Problem
Return every line of the items below exactly as it appears, with no changes.

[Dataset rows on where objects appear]
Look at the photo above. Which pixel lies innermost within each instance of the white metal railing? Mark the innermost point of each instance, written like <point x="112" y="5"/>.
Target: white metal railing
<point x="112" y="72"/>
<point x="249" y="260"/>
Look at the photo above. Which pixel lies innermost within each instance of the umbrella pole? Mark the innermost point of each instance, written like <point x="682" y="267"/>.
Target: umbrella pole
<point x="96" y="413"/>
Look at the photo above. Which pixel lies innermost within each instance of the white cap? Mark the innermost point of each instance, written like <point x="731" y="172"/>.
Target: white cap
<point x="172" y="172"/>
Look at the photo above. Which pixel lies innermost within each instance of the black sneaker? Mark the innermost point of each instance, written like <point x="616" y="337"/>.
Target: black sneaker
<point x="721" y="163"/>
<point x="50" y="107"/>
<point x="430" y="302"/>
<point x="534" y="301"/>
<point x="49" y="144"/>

Answer for this exercise
Look at the photo above. Which pixel lies innermost within each instance of the white metal railing? Mark the innermost point of each instance, written like <point x="112" y="5"/>.
Target: white metal railing
<point x="112" y="72"/>
<point x="249" y="260"/>
Look at the photo above. Which pixel lies innermost within each instance of the umbrella pole? Mark the innermost point of each instance, written like <point x="682" y="267"/>.
Target: umbrella pole
<point x="96" y="413"/>
Look at the photo above. Which pixel lies innermost within each instance of the white cap? Mark the innermost point of each instance, written like <point x="731" y="172"/>.
Target: white cap
<point x="172" y="172"/>
Look at the photo above. Which pixel lies innermost within each instance of the black sneaker? Mark the innermost point of each instance, written like <point x="616" y="337"/>.
Target: black sneaker
<point x="721" y="163"/>
<point x="50" y="107"/>
<point x="430" y="302"/>
<point x="534" y="301"/>
<point x="49" y="144"/>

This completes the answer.